### Input data
————

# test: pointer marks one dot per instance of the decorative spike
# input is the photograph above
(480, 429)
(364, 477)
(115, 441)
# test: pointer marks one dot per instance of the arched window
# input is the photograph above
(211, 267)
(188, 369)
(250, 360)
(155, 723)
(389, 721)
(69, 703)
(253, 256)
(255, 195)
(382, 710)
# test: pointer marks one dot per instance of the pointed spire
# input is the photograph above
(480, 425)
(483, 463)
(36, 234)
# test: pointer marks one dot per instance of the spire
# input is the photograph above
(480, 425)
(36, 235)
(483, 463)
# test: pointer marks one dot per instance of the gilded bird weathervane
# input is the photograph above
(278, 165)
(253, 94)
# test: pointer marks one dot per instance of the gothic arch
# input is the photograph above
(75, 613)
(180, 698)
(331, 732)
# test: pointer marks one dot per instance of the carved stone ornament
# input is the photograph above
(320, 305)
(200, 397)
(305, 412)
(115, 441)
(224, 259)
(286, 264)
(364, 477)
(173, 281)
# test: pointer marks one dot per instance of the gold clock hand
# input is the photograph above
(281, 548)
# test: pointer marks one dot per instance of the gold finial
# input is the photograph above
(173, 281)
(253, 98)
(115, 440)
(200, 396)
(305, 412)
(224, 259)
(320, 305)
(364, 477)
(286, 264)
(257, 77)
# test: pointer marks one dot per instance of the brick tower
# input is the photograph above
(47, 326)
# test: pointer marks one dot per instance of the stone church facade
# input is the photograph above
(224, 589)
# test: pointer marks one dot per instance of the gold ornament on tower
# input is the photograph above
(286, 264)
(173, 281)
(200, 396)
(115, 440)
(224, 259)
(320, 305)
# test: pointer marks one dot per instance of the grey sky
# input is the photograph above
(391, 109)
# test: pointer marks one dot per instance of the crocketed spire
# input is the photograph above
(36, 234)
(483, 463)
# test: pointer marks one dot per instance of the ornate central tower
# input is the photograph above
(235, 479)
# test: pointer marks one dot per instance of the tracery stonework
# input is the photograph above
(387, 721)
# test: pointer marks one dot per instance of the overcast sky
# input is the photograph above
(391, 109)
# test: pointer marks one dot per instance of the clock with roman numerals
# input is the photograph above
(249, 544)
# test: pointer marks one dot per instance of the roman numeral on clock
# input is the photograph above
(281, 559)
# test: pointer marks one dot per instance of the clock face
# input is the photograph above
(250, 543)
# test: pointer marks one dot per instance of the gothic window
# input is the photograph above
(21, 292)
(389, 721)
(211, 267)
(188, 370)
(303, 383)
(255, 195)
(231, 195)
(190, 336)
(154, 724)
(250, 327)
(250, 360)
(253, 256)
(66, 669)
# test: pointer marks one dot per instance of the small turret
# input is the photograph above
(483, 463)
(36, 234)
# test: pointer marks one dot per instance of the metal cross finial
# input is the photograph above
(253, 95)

————

### Brief
Print exactly, and only, the lines from the line containing "# test: pointer marks one dot per instance of the metal" through the final line of the records, both included.

### Answer to the problem
# test: pointer marks one dot per instance of the metal cross finial
# input is the photograph above
(253, 95)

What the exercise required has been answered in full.